## Task to carry out
Only these lines of the data below are wanted: the one with "Reviewer note: every instance of the white", the one with "Reviewer note: every instance of the front fender", and any lines between them, each repeated exactly.
━━━━━━━━━━
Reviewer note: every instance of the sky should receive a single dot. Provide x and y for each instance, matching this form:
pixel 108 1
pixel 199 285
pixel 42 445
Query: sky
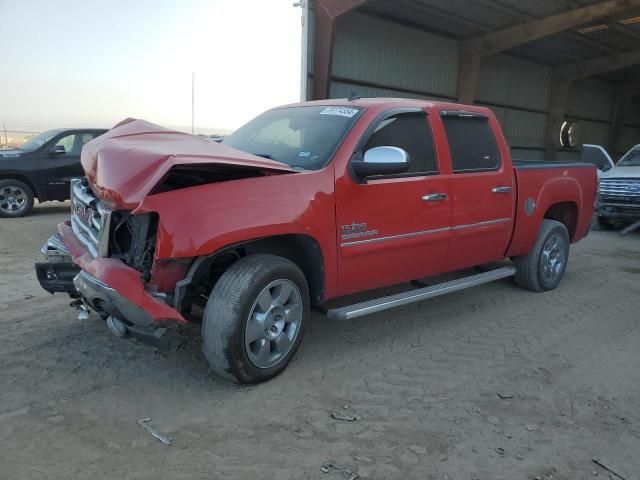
pixel 79 63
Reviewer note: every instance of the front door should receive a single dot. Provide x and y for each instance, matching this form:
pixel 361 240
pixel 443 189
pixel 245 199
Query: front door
pixel 394 229
pixel 60 166
pixel 483 192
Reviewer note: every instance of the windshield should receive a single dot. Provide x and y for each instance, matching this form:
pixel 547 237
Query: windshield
pixel 302 137
pixel 631 159
pixel 37 141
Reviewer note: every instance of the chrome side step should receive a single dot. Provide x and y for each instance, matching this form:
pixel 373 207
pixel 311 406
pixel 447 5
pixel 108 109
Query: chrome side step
pixel 399 299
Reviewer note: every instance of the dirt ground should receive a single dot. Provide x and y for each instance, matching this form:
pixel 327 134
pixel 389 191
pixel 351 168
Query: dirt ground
pixel 425 380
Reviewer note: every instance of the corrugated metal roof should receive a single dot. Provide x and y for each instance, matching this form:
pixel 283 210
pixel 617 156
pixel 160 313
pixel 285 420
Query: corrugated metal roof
pixel 461 19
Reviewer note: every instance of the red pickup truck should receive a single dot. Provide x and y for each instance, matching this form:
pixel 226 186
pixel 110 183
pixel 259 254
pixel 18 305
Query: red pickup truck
pixel 303 204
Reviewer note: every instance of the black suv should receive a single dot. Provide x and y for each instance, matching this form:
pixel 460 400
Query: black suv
pixel 41 168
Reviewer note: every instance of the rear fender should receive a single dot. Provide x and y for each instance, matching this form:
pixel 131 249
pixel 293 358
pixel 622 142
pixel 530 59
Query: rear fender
pixel 558 190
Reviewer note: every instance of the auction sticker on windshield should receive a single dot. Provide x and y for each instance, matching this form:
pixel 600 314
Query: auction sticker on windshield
pixel 340 111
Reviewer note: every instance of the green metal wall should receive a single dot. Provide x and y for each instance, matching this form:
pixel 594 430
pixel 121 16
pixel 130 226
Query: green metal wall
pixel 374 57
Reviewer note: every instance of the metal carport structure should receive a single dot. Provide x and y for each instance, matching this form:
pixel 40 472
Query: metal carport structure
pixel 536 63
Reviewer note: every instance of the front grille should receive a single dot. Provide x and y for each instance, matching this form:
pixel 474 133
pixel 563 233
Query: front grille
pixel 118 234
pixel 133 240
pixel 89 219
pixel 622 191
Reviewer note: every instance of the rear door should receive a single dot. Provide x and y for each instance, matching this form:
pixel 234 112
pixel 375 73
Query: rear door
pixel 396 228
pixel 483 190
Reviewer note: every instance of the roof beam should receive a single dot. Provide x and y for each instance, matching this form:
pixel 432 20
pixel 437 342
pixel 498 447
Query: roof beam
pixel 511 37
pixel 599 65
pixel 326 12
pixel 623 29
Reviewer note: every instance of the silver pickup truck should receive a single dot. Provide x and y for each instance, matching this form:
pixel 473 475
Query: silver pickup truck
pixel 619 187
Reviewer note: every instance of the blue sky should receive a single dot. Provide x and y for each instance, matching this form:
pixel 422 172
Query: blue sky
pixel 85 63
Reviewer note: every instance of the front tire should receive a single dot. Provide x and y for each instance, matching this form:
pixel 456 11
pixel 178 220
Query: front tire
pixel 16 198
pixel 255 318
pixel 605 224
pixel 543 268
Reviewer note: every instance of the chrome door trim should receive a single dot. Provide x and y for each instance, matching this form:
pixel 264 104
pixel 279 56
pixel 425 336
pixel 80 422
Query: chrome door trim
pixel 481 224
pixel 426 232
pixel 435 197
pixel 395 237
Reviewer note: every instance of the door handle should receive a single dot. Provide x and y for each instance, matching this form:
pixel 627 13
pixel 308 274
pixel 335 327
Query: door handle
pixel 435 197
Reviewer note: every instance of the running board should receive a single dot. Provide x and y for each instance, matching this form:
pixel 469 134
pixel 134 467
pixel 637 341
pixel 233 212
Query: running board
pixel 399 299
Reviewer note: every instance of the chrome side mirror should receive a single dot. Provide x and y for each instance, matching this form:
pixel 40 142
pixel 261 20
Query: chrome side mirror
pixel 382 161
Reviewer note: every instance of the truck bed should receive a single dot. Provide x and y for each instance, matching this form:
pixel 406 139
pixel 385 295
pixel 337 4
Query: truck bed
pixel 543 183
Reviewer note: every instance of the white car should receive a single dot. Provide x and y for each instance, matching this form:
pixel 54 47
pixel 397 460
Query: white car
pixel 619 190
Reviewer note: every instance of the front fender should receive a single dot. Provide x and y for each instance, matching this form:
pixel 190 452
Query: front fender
pixel 199 221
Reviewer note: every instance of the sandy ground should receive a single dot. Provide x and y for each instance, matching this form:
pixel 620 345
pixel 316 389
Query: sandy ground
pixel 424 379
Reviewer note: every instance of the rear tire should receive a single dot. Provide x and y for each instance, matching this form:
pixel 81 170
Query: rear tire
pixel 16 198
pixel 543 268
pixel 255 318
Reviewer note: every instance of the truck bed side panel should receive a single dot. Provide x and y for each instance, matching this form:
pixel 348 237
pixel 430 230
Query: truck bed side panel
pixel 545 184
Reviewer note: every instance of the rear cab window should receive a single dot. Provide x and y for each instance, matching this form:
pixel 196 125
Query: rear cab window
pixel 472 142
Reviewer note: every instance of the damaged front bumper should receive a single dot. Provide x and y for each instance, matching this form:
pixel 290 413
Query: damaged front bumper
pixel 105 285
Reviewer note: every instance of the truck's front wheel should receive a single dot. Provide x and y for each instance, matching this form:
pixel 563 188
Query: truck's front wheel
pixel 16 198
pixel 543 268
pixel 255 318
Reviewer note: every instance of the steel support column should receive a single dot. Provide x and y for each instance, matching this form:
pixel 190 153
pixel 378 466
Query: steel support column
pixel 326 13
pixel 560 88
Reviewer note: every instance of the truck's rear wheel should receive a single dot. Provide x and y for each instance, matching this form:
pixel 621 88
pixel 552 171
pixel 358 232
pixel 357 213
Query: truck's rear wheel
pixel 543 268
pixel 16 198
pixel 255 318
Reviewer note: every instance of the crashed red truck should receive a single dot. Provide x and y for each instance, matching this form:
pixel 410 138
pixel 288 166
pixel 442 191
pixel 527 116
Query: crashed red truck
pixel 304 204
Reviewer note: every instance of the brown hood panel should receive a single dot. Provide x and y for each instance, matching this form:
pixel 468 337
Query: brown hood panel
pixel 128 161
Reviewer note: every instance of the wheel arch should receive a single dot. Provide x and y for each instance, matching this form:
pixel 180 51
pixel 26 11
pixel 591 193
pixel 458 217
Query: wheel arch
pixel 303 250
pixel 565 213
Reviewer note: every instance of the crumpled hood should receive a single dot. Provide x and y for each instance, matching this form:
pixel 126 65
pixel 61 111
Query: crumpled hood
pixel 128 161
pixel 11 153
pixel 622 172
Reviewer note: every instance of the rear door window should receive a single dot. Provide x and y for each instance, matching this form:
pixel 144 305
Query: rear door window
pixel 411 132
pixel 472 143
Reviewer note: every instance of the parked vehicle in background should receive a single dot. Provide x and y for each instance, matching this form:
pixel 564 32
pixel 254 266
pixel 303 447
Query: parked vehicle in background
pixel 598 156
pixel 304 204
pixel 41 168
pixel 619 192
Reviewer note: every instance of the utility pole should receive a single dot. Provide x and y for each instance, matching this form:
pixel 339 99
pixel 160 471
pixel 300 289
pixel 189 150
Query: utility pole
pixel 193 93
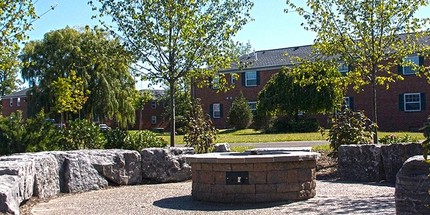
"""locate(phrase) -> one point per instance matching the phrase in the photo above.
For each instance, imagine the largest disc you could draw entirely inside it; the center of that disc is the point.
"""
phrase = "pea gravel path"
(332, 198)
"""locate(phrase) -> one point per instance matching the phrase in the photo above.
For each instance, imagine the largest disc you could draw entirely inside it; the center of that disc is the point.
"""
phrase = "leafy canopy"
(177, 40)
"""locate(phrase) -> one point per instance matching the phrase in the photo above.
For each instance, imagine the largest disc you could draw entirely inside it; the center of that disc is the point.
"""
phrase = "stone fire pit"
(263, 175)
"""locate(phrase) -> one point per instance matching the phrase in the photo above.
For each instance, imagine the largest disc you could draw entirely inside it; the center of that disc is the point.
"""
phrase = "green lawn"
(251, 136)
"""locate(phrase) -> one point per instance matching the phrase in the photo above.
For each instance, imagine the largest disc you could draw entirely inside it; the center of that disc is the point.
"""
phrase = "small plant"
(349, 127)
(200, 133)
(393, 139)
(240, 115)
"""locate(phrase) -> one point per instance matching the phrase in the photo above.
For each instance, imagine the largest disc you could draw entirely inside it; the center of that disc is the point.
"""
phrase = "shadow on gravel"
(187, 203)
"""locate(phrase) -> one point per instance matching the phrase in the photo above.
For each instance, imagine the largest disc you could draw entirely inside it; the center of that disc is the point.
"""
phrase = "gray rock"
(25, 171)
(222, 147)
(412, 187)
(160, 166)
(394, 155)
(120, 167)
(9, 194)
(360, 163)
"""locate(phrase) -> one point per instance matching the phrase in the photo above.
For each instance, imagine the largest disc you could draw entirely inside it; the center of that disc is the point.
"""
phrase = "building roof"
(21, 93)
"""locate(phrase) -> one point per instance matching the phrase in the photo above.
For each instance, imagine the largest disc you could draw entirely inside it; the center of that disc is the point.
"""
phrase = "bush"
(291, 126)
(199, 133)
(240, 115)
(82, 134)
(145, 139)
(393, 139)
(350, 127)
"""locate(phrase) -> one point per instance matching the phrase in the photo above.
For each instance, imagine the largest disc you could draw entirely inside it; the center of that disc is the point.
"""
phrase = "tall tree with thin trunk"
(174, 40)
(373, 37)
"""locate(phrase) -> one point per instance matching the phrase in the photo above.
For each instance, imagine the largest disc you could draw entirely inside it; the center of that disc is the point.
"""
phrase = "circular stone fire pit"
(262, 175)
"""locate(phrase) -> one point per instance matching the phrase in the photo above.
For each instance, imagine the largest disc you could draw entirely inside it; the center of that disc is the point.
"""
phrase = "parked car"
(104, 127)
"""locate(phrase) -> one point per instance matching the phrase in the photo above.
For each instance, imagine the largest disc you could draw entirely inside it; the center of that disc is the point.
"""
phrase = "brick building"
(14, 102)
(401, 108)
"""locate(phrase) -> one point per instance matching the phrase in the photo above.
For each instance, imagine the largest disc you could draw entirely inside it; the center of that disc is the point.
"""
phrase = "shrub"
(82, 134)
(392, 139)
(145, 139)
(199, 133)
(349, 127)
(240, 115)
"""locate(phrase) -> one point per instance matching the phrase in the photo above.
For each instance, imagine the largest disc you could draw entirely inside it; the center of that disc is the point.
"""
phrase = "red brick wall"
(390, 117)
(7, 109)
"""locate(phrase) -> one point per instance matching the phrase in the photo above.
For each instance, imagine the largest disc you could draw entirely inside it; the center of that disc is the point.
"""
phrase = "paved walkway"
(331, 198)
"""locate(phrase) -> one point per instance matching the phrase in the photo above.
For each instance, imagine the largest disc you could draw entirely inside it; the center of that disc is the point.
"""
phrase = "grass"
(252, 136)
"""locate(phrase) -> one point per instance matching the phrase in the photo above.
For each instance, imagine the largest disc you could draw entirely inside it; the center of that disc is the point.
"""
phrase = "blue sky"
(271, 28)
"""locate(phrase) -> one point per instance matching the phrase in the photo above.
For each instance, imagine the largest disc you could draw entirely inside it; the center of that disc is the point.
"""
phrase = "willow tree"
(98, 59)
(373, 37)
(175, 40)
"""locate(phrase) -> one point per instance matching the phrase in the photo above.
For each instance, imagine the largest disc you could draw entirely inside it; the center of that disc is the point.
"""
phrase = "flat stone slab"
(246, 157)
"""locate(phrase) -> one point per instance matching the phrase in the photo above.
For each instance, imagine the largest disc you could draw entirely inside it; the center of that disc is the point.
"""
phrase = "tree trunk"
(172, 113)
(374, 108)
━━━━━━━━━━
## Finished exercise
Reviewer note: every instance of the white car should receive a single dot. Provide x and y for each instance, matching this form:
pixel 54 47
pixel 397 460
Query: white car
pixel 619 190
Reviewer note: every instance of the front fender should receive a single dot. Provide x and y for each instance, matching this form:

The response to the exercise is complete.